Report each line of the listing below that contains the string "method", copying every such line in full.

##############################

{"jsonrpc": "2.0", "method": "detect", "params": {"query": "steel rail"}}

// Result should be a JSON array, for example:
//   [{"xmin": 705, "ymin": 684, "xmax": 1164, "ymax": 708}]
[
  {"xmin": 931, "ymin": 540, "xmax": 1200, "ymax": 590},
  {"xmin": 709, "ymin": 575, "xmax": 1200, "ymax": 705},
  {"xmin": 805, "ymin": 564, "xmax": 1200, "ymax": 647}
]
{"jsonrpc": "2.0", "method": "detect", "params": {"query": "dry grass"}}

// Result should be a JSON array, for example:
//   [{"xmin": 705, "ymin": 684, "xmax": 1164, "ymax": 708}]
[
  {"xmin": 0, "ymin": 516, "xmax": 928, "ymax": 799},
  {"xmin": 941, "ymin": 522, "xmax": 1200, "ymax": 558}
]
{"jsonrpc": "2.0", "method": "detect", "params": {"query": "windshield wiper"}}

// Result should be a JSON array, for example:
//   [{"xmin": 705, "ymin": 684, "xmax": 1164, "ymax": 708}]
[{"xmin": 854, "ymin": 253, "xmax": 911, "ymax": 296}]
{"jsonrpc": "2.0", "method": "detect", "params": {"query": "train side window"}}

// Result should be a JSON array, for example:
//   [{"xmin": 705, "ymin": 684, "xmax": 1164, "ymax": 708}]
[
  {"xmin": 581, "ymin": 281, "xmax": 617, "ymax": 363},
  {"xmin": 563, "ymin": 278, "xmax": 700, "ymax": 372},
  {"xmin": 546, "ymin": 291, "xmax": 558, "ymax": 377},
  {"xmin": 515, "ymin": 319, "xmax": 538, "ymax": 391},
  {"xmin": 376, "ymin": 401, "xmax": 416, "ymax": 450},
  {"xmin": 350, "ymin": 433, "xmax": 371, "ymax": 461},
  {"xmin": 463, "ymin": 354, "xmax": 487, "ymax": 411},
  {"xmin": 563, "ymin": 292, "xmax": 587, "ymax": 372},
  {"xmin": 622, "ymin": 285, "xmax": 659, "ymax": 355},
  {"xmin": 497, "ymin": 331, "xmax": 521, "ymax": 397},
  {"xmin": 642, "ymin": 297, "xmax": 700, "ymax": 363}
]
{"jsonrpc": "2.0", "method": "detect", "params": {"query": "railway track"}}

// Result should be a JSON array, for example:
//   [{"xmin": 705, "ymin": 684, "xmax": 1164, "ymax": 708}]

##############################

** Expected output **
{"jsonrpc": "2.0", "method": "detect", "params": {"query": "steel rail"}}
{"jsonrpc": "2.0", "method": "detect", "params": {"query": "dry grass"}}
{"jsonrpc": "2.0", "method": "detect", "params": {"query": "windshield wiper"}}
{"jsonrpc": "2.0", "method": "detect", "params": {"query": "train side window"}}
{"jsonrpc": "2.0", "method": "detect", "params": {"query": "railway track"}}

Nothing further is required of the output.